◆ PASSAGE GIVEN ◆
— BEGIN —

With the success of phase I of the P3 project, the team has now moved on to incorporating swine, poultry, and municipal waste into their wastewater treatment process. Although they are still testing for a way to decrease contamination in the media, the team has been able to develop an algae culture media in just seven days.

Despite the fact the team was not awarded the P3 Phase 2 Award, they were recently awarded funding by ASU’s Edson Student Entrepreneur Initiative for furthering their research on production of omega-3 fats from algae. Omega-3 fatty acids are rich with health benefits and can be found in fish due to their tendency to feed on algae. Unlike omega-3 found from fish-oil, the omega-3 found in algae is mercury free and is sustainably produced from waste nutrients using sunlight to lower cost. This could be beneficial to pursuing new research in algae based foods.

Prospective Future

What Wray intended to gain from the project was learning to create a viable algae culture media. Although they need to do more testing, in only one year Wray and his team have accomplished just that with a successful protocol adaptable to multiple waste streams.

— END —

◆ LISTING ◆
— BEGIN —

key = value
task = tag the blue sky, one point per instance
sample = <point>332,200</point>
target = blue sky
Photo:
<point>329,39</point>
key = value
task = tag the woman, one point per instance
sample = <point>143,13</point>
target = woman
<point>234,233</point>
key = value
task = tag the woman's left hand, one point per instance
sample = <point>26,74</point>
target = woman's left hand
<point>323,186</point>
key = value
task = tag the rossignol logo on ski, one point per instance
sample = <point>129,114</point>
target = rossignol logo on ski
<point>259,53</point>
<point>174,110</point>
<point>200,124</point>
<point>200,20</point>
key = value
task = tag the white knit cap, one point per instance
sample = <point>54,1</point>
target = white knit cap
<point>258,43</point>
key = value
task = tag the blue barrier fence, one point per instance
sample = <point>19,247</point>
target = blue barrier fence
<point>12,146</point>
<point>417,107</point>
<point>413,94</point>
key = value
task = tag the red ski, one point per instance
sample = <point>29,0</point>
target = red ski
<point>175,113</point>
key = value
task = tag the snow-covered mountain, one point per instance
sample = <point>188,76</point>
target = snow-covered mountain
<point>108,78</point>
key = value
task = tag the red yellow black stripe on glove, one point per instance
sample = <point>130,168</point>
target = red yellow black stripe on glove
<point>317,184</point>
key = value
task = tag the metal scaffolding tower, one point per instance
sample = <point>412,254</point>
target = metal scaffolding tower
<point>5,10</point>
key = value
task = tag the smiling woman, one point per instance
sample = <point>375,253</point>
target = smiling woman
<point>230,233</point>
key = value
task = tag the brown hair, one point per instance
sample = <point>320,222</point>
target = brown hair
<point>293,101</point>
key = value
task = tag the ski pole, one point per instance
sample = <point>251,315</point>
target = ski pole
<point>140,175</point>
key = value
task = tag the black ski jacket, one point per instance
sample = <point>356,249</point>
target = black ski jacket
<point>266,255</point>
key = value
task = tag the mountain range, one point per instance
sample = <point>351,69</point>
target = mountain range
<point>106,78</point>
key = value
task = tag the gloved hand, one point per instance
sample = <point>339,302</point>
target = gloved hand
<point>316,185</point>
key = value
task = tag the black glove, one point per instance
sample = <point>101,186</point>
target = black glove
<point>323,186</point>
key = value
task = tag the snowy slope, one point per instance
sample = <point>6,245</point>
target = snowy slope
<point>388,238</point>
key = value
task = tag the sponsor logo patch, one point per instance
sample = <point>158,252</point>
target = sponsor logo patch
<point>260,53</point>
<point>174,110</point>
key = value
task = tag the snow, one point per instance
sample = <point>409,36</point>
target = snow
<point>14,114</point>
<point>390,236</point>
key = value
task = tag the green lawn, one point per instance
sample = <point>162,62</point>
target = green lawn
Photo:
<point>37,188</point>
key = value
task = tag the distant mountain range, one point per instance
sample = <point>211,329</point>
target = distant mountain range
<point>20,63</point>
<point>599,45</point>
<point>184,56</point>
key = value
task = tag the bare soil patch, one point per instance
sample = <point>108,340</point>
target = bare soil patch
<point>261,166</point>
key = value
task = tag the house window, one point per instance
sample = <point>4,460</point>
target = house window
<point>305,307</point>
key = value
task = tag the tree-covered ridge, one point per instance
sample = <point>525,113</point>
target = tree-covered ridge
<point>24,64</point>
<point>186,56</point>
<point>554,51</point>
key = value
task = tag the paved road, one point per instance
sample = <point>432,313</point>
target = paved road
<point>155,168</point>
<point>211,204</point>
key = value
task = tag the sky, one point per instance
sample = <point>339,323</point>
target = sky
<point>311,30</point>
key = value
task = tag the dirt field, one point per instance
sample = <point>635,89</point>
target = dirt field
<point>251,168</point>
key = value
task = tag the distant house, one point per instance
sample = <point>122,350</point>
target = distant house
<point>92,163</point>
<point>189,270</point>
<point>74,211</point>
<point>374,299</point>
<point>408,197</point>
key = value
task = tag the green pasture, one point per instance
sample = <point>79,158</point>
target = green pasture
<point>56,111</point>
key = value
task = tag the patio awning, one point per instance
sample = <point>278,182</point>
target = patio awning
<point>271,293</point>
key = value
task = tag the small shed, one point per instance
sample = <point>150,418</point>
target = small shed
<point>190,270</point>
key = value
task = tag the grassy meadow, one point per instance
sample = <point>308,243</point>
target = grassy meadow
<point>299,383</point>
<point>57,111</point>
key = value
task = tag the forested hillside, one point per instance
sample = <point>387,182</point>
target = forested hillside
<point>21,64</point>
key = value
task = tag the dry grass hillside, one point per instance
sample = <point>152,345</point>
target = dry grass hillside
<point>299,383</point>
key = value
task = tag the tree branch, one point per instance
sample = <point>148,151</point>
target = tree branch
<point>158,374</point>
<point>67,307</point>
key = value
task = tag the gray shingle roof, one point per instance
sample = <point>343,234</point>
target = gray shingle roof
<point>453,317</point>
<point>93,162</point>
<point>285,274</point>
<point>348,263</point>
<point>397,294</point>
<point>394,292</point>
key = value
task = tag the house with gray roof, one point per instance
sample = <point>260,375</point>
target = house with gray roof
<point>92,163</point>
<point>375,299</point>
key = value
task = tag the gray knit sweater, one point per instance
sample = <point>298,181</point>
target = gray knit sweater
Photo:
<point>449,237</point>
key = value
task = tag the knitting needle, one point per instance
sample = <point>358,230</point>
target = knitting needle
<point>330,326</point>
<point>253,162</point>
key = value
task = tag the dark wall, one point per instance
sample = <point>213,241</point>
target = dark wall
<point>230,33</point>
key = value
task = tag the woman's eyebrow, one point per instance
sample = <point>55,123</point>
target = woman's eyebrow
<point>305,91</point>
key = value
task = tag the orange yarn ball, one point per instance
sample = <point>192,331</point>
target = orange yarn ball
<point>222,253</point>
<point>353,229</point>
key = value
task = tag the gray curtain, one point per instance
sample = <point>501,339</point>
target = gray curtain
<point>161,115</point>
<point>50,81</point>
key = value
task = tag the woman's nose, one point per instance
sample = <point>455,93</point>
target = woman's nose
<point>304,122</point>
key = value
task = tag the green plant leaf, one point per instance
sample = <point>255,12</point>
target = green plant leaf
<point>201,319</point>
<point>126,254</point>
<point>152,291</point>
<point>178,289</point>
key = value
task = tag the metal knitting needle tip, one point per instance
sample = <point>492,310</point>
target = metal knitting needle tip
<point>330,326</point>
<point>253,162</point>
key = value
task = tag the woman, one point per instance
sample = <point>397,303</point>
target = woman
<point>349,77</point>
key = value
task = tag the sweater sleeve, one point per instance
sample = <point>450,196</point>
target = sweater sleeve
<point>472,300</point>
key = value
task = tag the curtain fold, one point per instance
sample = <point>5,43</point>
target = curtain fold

— END —

◆ SET PROBLEM ◆
Can you continue the passage about the team's algae culture media project, picking up after its last sentence?

◆ WRITTEN RESPONSE ◆
In addition to allocating resources and developing a protocol, Wray’s highlights from the P3 project experience included trying his hand at grant writing, and being able to network, discuss, and collaborate with other grant winners at the expo in Washington D.C.

Wray firmly believes that as human population continues to grow, recycling our nutrients will be increasingly important in the future. Through his experience with the project he has learned that good grant writing and networking skills, along with perseverance to understand the science and design of good protocol, will be the main factors in continuing to move the algae industry forward. Overall, more research must be done, but the pieces of the “algae puzzle” are falling together nicely.